**Required actions:**
**1)** Using the article on India's UN remarks, answer each question on its own line, marked (a), (b), (c): (a) Who is India's Permanent Representative to the UN? (b) In what month and year did Pakistan first acknowledge Ibrahim's presence on its soil? (c) How many banned terror groups did Pakistan's sweeping sanctions cover?
**2)** For each statement, marked (a), (b), (c), say yes or no to whether the article on India's UN remarks agrees with it, and quote the deciding words: (a) The International Counter Terrorism Conference 2022 was organised by the Global Counter Terrorism Council. (b) Tirumurti said the UN sanctions measures are straightforward to implement. (c) The Monitoring Team report dealt with travel ban exemption procedures.

**Document extract:**
■ ■ ■ ■ ■ ■ ■

1993 Mumbai Bomb Blasts Masterminds D-Company Dawood Ibrahim Given State Protection, Enjoyed 5-Star Hospitality
India at the UN said on Tuesday that the crime syndicate responsible for the 1993 Mumbai bomb blasts was not just given state protection but it also enjoyed a five-star hospitality, in a veiled reference to the D-company head Dawood Ibrahim believed to be hiding in Pakistan.
India’s Permanent Representative to the UN Ambassador T S Tirumurti told the International Counter Terrorism Conference 2022 organised by the Global Counter Terrorism Council that linkages between terrorism and transnational organised crime must be fully recognised and addressed vigorously.
“We have seen the crime syndicate responsible for the 1993 Mumbai bomb blasts not just given state protection but enjoying 5-star hospitality,” he said.
Mr Tirumurti’s remarks were a thinly-veiled reference to D-Company and its head Ibrahim, believed to be hiding in Pakistan.
In August 2020, Pakistan had for the first time acknowledged the presence of Ibrahim on its soil after the government imposed sweeping sanctions on 88 banned terror groups and their leaders which also included the name of the underworld don wanted by India.
Mr Tirumurti said that the UN sanctions regimes, including the 1267 Al-Qaida Sanctions Committee, are pivotal to the international efforts in preventing terror-financing, terrorist-travel and access to arms by the terrorist organisations.
He, however, voiced concern that the implementation of these measures remains challenging.
“It is critical that all sanctions regimes established by the Council ensure due process in their working procedures and decision-making. The decision-making process and listing/delisting measures should be objective, swift, credible, evidence based and transparent, and not for political and religious considerations,” the Indian Ambassador said.
He said that a recent report of the Monitoring Team (MT) on the asset freeze exemption procedures pursuant to resolution 2560 (2020) points to the lacunae of asset freeze measures by member states, partly due to deficiencies in the existing guidelines of the Committee.

■ ■ ■ ■ ■ ■ ■

**Input data:**
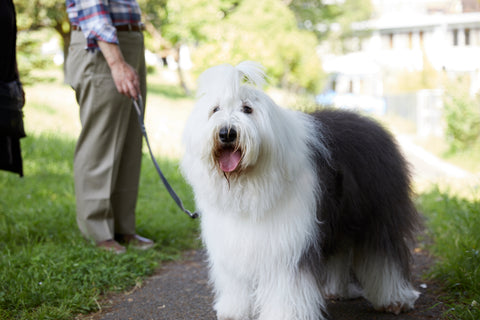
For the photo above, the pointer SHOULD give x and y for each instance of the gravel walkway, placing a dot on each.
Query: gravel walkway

■ ■ ■ ■ ■ ■ ■

**Numbered responses:**
**1)**
(a) Ambassador T S Tirumurti
(b) August 2020
(c) 88

**2)**
(a) Yes: "organised by the Global Counter Terrorism Council"
(b) No: "the implementation of these measures remains challenging"
(c) No: "the asset freeze exemption procedures pursuant to resolution 2560 (2020)"